▶ **Exercise goal**: Reproduce, word for word, the passage of the imputation help page from "Imputation – QTLmax" to "samples with a missing rate higher than the set value (0-1).".

▶ **Reading passage**:
Imputation – QTLmax Open

Figure 1 shows the tab page for the imputation job. For imputation, you need a file in VCF format or VCF.GZ format (a compressed VCF file). The following settings are required for the imputation job:

(1) Missing ID %: Removes samples with a missing rate higher than the set value (0-1).

(2) Missing SNP %: Removes SNP markers with a missing rate higher than the set value (0-1).

(3) HWE: This refers to the Threshold value for Hardy-Weinberg equilibrium filtering. If there are many zeros after the decimal point, you can use “e” for notation. For example, a value of 0.0000000001 can be expressed as 1e-10.

(4) MAF: Minor allele frequency.

(5) Burn-in: This phase is the initial stage of the Markov Chain Monte Carlo (MCMC) process. The data generated during these rounds is discarded. It is only used to update the model parameters so that the “real” iterations start with a statistically sound foundation.

(6) Iterations: These rounds are sampling iterations that aim at converging on the most likely a SNP code for each missing site.

(Figure 1)

After entering all the settings and checking the “Show progress” box, clicking the [Execute] button will bring up a pop-up terminal, displaying the imputation process as it is being performed (Figure 2).

(Figure 2)

(Figure 3)

Shown in Figure 3 is the imputation result files, which are of three types:

PLINK format (*.PED, *.MAP)
PLINK binary format (*.bed, *.bim, *.fam)
Compressed VCF (*.vcf.gz)

Among the three genomic data formats above, the format required by QTLmax is #1. All three file formats contain the same information and can be interconverted.

▶ **Available data**:
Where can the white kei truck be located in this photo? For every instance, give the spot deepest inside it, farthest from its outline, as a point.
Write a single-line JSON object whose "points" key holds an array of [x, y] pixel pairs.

▶ **Expected output**:
Imputation – QTLmax Open

Figure 1 shows the tab page for the imputation job. For imputation, you need a file in VCF format or VCF.GZ format (a compressed VCF file). The following settings are required for the imputation job:

(1) Missing ID %: Removes samples with a missing rate higher than the set value (0-1).